▶ **GIVEN TASK**
Convert the stretch of the material below from its start through the line that contains "79], [296, 80]]" into a JSON list of strings, one string per line, leaving out blank lines and the pictures.

Stored entries:
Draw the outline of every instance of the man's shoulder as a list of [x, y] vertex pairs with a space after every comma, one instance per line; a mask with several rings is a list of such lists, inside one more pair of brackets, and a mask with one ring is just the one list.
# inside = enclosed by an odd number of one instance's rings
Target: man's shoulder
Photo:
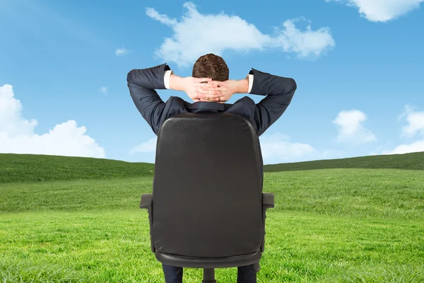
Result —
[[254, 113], [255, 107], [254, 101], [249, 96], [245, 96], [235, 102], [225, 112], [250, 117]]

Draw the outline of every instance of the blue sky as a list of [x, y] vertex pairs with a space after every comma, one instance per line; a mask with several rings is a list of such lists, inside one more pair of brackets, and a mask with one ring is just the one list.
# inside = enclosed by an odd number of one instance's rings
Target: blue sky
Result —
[[261, 137], [265, 163], [424, 151], [422, 1], [4, 0], [0, 152], [154, 162], [126, 74], [166, 62], [190, 76], [209, 52], [231, 79], [296, 80]]

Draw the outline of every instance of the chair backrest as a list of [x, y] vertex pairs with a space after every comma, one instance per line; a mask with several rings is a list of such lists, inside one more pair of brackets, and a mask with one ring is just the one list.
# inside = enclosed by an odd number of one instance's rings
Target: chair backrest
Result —
[[259, 250], [262, 159], [252, 125], [229, 113], [183, 113], [158, 134], [152, 238], [158, 253], [223, 258]]

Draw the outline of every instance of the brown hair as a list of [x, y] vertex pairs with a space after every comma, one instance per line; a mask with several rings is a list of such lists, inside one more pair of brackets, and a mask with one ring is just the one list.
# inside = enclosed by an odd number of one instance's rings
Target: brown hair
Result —
[[193, 65], [194, 78], [211, 78], [213, 81], [227, 81], [230, 70], [224, 59], [214, 54], [201, 56]]

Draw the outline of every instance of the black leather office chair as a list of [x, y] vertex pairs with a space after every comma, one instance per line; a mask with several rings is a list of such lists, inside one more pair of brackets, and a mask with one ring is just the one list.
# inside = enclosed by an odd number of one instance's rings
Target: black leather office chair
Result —
[[215, 268], [259, 262], [265, 242], [266, 210], [274, 196], [262, 193], [259, 141], [245, 117], [228, 113], [174, 115], [158, 134], [149, 212], [151, 250], [166, 265]]

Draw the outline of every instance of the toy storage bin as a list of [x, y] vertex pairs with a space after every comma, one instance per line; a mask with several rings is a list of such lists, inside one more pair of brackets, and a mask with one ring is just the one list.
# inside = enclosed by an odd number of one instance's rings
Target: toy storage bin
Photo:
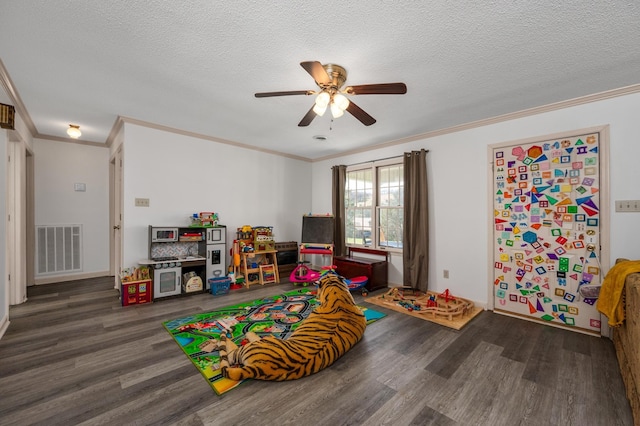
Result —
[[209, 278], [207, 280], [209, 282], [209, 288], [211, 289], [211, 294], [214, 296], [219, 296], [221, 294], [228, 294], [229, 287], [231, 286], [231, 279], [227, 277], [219, 277], [219, 278]]

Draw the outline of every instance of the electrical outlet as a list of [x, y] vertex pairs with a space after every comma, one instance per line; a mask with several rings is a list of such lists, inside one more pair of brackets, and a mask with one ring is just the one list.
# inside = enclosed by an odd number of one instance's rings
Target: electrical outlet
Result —
[[148, 198], [136, 198], [136, 207], [149, 207]]
[[617, 200], [617, 212], [640, 212], [640, 200]]

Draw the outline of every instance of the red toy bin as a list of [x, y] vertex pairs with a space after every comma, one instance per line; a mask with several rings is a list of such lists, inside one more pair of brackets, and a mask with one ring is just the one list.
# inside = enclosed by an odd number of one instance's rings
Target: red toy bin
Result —
[[129, 281], [120, 284], [122, 306], [140, 305], [153, 300], [151, 280]]

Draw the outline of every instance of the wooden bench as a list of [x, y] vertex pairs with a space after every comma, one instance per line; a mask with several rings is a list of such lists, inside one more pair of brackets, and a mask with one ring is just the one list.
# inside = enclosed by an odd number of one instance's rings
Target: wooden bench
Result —
[[336, 272], [345, 278], [365, 275], [367, 290], [386, 288], [389, 279], [389, 253], [360, 247], [347, 247], [346, 256], [334, 258]]

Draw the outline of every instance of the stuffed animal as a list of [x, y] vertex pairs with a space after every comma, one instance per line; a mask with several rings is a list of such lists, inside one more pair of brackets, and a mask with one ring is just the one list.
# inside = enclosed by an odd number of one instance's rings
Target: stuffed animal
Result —
[[288, 339], [260, 338], [246, 333], [249, 343], [236, 346], [220, 336], [222, 374], [231, 380], [294, 380], [333, 364], [358, 343], [367, 326], [347, 285], [336, 275], [320, 280], [320, 305]]

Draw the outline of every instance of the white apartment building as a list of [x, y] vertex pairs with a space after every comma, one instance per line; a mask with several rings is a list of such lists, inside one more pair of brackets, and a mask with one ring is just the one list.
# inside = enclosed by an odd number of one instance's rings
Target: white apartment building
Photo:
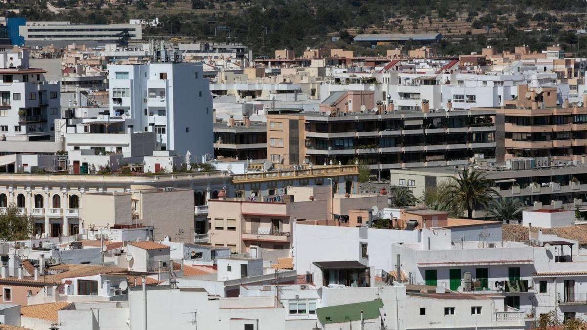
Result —
[[212, 154], [212, 97], [201, 64], [109, 65], [108, 80], [111, 115], [132, 119], [126, 126], [135, 132], [154, 132], [157, 150]]
[[0, 53], [0, 140], [51, 139], [60, 117], [60, 87], [45, 80], [45, 73], [29, 67], [28, 50]]

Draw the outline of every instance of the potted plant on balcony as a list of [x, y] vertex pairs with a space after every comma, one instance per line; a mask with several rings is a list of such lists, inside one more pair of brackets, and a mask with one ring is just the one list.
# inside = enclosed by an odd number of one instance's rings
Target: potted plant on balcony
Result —
[[576, 177], [573, 177], [573, 179], [571, 179], [571, 188], [575, 190], [580, 187], [581, 183], [579, 182], [579, 180]]

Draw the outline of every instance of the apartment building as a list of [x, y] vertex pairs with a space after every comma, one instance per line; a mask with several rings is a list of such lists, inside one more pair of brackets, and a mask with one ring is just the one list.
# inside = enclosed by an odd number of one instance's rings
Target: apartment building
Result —
[[356, 194], [352, 181], [343, 183], [288, 186], [282, 194], [254, 194], [249, 198], [241, 197], [243, 192], [237, 190], [235, 198], [208, 201], [210, 244], [253, 255], [259, 249], [289, 250], [293, 222], [329, 219], [348, 215], [350, 210], [387, 206], [386, 195]]
[[320, 113], [268, 115], [268, 160], [347, 164], [358, 157], [381, 171], [467, 164], [475, 154], [495, 157], [492, 110], [446, 112], [424, 102], [421, 111], [396, 111], [393, 104], [349, 111], [348, 98], [342, 93]]
[[569, 105], [556, 103], [554, 87], [528, 88], [518, 86], [523, 95], [507, 103], [510, 106], [494, 109], [498, 161], [515, 157], [548, 157], [573, 160], [585, 154], [587, 107], [583, 102]]
[[212, 97], [201, 64], [112, 65], [108, 81], [110, 113], [132, 119], [126, 123], [132, 131], [154, 132], [157, 150], [212, 154]]
[[214, 157], [254, 160], [267, 158], [266, 129], [265, 123], [229, 118], [217, 123], [214, 130]]
[[46, 81], [45, 73], [30, 67], [28, 50], [15, 48], [0, 53], [2, 140], [52, 139], [54, 121], [60, 116], [60, 87], [58, 82]]

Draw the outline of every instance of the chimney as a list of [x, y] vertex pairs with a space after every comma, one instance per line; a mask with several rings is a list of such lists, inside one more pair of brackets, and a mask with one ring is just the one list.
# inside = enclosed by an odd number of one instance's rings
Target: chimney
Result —
[[45, 255], [41, 254], [39, 255], [39, 273], [41, 275], [45, 275]]

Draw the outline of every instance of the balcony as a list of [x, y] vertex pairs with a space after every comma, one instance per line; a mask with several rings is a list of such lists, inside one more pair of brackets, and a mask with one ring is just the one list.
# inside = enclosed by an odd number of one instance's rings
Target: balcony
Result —
[[68, 208], [65, 211], [65, 215], [68, 217], [79, 217], [79, 208]]
[[45, 216], [45, 209], [42, 207], [35, 207], [31, 209], [31, 215], [35, 217]]
[[587, 293], [559, 293], [559, 305], [587, 305]]
[[196, 234], [194, 235], [194, 244], [207, 243], [208, 237], [208, 234]]
[[208, 214], [207, 205], [197, 205], [194, 207], [194, 214], [195, 215], [203, 215]]
[[259, 228], [252, 230], [244, 230], [242, 239], [248, 241], [264, 241], [270, 242], [291, 242], [291, 233], [280, 230]]
[[38, 123], [41, 121], [41, 116], [20, 116], [18, 117], [18, 123], [19, 124]]
[[61, 209], [60, 208], [48, 208], [47, 209], [47, 215], [49, 216], [53, 217], [60, 217], [61, 216]]

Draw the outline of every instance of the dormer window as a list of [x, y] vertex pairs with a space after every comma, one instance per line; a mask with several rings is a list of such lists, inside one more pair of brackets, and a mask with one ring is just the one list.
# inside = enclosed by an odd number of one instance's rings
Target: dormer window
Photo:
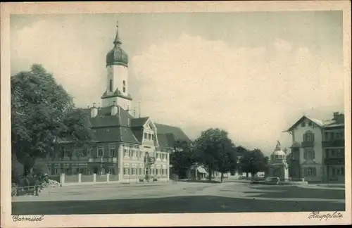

▶ **OUTPUT FOR THIS TASK**
[
  "Draw the outline of every instance of the man's shoulder as a list of [x, y] vertex pairs with a space after every comma, one instance per line; a mask with several rings is a list of such lists, inside one more pair of brackets, and a mask with one ring is just the one list.",
  "# inside = enclosed by an odd number of one instance's rings",
  "Target: man's shoulder",
  "Photo:",
  "Result —",
  "[[254, 113], [255, 107], [254, 101], [249, 96], [245, 96], [235, 102], [225, 112], [250, 117]]",
  "Draw the outline of every instance of the blue sky as a list of [x, y] vertex pairs with a space after every comma, one instance per line; a mask with several rings is a list of such lists, inside one more pair of brackets, and a mask with one ring is just the one list.",
  "# inside = enclosed by an odd number of one instance's rings",
  "Target: blue sky",
  "Result —",
  "[[261, 137], [265, 163], [424, 151], [422, 1], [4, 0], [0, 152], [154, 162], [126, 74], [166, 62], [190, 76], [209, 52], [231, 79], [296, 80]]"
]